━━ Estratto della fonte ━━

In una telefonata di qualche giorno fa, fra auguri di buon anno e nuovi libri in uscita, Ferri mi ha raccontato che la transizione fra circuiti fissi e software riprogrammabili è avvenuta fra gli anni ’70 e ’80 del secolo scorso.
Paolo Ferri
Allora, negli anni ‘70 per esempio Voyager era riprogrammabile, Pioneer no. Pioneer l’hanno lanciato all’inizio degli anni ‘70, tipo 73, 1972-1973 credo. Voyager è partito nel ‘77, lì c’è stata in America la transizione. In Europa è arrivata dopo, perché appunto Exosat, lanciato nell’83 ma progettato alla fine degli anni ‘70 è stato il primo che ha messo un computer riprogrammabile. Però non era il computer principale che gestiva la missione, era solo questo affarino aggiuntivo che serviva per comprimere i dati scientifici. Quindi se vuoi è stato un passaggio ulteriormente intermedio. Il satellite in sé non so se avesse solo circuiti integrati o un computer principale, francamente non me lo ricordo, però sicuramente non era possibile modificare niente della sua logica, quella che gestiva la piattaforma, il satellite.

━━━
━━ Dati ━━

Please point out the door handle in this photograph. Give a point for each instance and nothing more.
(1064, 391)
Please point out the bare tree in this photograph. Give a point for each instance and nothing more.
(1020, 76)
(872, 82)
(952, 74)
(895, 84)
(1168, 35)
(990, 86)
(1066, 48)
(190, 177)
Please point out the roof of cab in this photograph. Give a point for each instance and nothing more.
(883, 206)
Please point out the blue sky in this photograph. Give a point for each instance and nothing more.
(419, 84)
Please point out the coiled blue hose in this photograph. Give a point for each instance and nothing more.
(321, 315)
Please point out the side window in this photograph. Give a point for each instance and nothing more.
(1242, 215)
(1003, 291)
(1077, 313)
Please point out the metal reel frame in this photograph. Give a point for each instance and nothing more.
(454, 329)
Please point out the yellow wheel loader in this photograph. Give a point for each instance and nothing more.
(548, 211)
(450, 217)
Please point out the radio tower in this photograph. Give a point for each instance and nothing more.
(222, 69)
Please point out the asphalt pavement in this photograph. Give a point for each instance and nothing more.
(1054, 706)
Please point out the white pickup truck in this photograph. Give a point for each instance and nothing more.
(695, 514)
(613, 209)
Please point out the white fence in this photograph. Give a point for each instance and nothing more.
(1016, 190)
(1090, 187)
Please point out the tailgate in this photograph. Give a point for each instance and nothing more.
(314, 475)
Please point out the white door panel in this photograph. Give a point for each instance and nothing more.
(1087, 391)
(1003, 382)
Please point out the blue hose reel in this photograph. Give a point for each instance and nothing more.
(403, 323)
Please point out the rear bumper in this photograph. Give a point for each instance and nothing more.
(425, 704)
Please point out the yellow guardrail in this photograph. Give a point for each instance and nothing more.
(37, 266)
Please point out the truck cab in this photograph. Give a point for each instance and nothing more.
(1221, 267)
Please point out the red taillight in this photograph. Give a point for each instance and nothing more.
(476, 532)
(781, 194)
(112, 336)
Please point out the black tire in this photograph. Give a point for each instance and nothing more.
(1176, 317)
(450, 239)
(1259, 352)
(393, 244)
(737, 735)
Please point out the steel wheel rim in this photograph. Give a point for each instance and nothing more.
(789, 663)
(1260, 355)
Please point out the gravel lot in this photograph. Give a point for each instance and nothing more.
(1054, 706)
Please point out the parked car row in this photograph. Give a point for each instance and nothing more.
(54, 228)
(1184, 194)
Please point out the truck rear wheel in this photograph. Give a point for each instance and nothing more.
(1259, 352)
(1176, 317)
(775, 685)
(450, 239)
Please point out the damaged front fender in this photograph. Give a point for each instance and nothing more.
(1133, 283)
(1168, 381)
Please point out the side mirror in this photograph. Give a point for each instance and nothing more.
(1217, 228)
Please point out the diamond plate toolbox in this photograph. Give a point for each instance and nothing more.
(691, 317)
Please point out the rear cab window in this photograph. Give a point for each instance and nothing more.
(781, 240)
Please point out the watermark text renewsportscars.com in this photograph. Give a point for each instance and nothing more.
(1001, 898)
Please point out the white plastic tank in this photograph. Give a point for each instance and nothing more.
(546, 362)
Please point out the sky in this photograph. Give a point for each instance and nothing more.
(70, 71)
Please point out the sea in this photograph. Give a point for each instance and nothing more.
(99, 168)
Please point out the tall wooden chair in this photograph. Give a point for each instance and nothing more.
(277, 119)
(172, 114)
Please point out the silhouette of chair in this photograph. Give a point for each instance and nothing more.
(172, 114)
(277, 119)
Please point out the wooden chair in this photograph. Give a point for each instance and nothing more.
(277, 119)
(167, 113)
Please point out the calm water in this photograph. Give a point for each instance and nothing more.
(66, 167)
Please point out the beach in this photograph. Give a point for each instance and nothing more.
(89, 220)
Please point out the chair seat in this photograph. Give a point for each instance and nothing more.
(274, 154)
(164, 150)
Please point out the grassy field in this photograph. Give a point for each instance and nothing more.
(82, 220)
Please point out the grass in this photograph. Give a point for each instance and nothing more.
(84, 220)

━━━

Istruzioni di lavoro:
a – Riporti dall'estratto sulle sonde spaziali tutto il passo da "Paolo Ferri" giù fino a "piattaforma, il satellite.".
b – Elenchi tutte le missioni spaziali nominate nell'estratto sulle sonde spaziali.
c – Per ciascuna affermazione indichi se concorda con l'estratto sulle sonde spaziali, rispondendo sì o no e citando le parole decisive: (i) Voyager era riprogrammabile; (ii) Exosat fu lanciato nel 1977; (iii) il computer riprogrammabile di Exosat era quello principale della missione.

Risposte:
a –
Paolo Ferri
Allora, negli anni ‘70 per esempio Voyager era riprogrammabile, Pioneer no. Pioneer l’hanno lanciato all’inizio degli anni ‘70, tipo 73, 1972-1973 credo. Voyager è partito nel ‘77, lì c’è stata in America la transizione. In Europa è arrivata dopo, perché appunto Exosat, lanciato nell’83 ma progettato alla fine degli anni ‘70 è stato il primo che ha messo un computer riprogrammabile. Però non era il computer principale che gestiva la missione, era solo questo affarino aggiuntivo che serviva per comprimere i dati scientifici. Quindi se vuoi è stato un passaggio ulteriormente intermedio. Il satellite in sé non so se avesse solo circuiti integrati o un computer principale, francamente non me lo ricordo, però sicuramente non era possibile modificare niente della sua logica, quella che gestiva la piattaforma, il satellite.

b – Voyager, Pioneer, Exosat

c –
(i) Sì: «negli anni ‘70 per esempio Voyager era riprogrammabile, Pioneer no»
(ii) No: «Exosat, lanciato nell’83»
(iii) No: «non era il computer principale che gestiva la missione»